=== SUPPLIED MATERIAL ===

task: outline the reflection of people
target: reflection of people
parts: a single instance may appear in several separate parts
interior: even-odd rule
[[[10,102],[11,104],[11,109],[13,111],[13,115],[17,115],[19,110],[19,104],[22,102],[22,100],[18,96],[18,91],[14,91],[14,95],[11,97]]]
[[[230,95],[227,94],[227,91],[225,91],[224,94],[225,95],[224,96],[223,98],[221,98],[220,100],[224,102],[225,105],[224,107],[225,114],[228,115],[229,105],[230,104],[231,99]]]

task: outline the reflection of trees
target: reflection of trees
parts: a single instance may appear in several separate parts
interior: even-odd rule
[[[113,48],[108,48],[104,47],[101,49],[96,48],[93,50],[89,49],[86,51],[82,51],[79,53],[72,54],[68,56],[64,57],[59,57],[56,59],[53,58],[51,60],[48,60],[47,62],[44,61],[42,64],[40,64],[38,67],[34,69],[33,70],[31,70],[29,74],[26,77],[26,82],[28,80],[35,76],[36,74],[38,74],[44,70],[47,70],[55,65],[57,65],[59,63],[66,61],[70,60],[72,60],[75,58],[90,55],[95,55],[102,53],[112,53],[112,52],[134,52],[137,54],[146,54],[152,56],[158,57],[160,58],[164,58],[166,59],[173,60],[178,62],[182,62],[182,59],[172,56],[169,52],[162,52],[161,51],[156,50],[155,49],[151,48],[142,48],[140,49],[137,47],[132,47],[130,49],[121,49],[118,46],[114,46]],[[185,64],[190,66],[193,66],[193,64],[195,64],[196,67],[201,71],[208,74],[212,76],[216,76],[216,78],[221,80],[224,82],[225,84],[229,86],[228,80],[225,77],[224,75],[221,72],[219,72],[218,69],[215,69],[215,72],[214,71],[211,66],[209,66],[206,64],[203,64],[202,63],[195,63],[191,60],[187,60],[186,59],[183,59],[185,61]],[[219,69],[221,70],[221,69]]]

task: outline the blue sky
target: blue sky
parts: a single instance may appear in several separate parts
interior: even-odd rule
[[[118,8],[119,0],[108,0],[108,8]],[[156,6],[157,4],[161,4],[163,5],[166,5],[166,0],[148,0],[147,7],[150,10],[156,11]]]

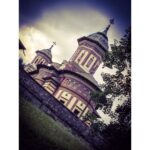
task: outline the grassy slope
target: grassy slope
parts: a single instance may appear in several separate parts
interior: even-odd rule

===

=== PROBLEM TO WORK ON ===
Write out the records above exactly as they appear, leaving out any pictures.

=== OUTPUT BELOW ===
task: outline the reflection of people
target: reflection of people
parts: a single instance may appear in several separate parts
interior: even-odd rule
[[[10,102],[11,104],[11,109],[13,111],[13,115],[17,115],[19,110],[19,104],[22,102],[22,100],[18,96],[18,91],[14,91],[14,95],[11,97]]]
[[[230,95],[227,94],[227,91],[225,91],[224,94],[225,95],[224,96],[223,98],[221,98],[220,100],[224,102],[225,105],[224,107],[225,114],[228,115],[229,105],[230,104],[231,99]]]

task: outline the reflection of trees
target: reflection of trees
parts: a single instance may appear in several separate parts
interior: even-odd rule
[[[113,48],[108,48],[104,47],[101,49],[96,48],[93,50],[89,49],[86,51],[82,51],[79,53],[72,54],[68,56],[64,57],[59,57],[56,59],[53,58],[51,60],[48,60],[47,62],[44,61],[42,64],[40,64],[38,67],[34,69],[33,70],[31,70],[29,74],[26,77],[26,82],[28,80],[35,76],[36,74],[38,74],[44,70],[47,70],[55,65],[57,65],[59,63],[66,61],[70,60],[72,60],[75,58],[90,55],[95,55],[102,53],[112,53],[112,52],[134,52],[137,54],[146,54],[152,56],[158,57],[160,58],[164,58],[166,59],[173,60],[178,62],[182,62],[182,59],[172,56],[169,52],[162,52],[161,51],[156,50],[155,49],[151,48],[142,48],[140,49],[137,47],[132,47],[130,49],[121,49],[118,46],[114,46]],[[185,64],[190,66],[193,66],[193,64],[195,64],[196,67],[201,71],[208,74],[212,76],[216,76],[216,78],[221,80],[224,82],[225,84],[229,86],[228,80],[225,77],[224,75],[221,72],[219,72],[218,69],[215,69],[215,72],[214,71],[211,66],[209,66],[206,64],[203,64],[202,63],[195,63],[191,60],[187,60],[186,59],[183,59],[185,61]],[[219,69],[221,70],[221,69]]]

task: outline the blue sky
target: blue sky
parts: a single instance may appear in several separate parts
interior: even-odd rule
[[[118,8],[119,0],[108,0],[108,8]],[[156,6],[157,4],[161,4],[163,5],[166,5],[166,0],[148,0],[147,7],[150,10],[156,11]]]

task: outline the grassy slope
target: grassy slope
parts: a single instance may appear in several separate parts
interior: even-odd rule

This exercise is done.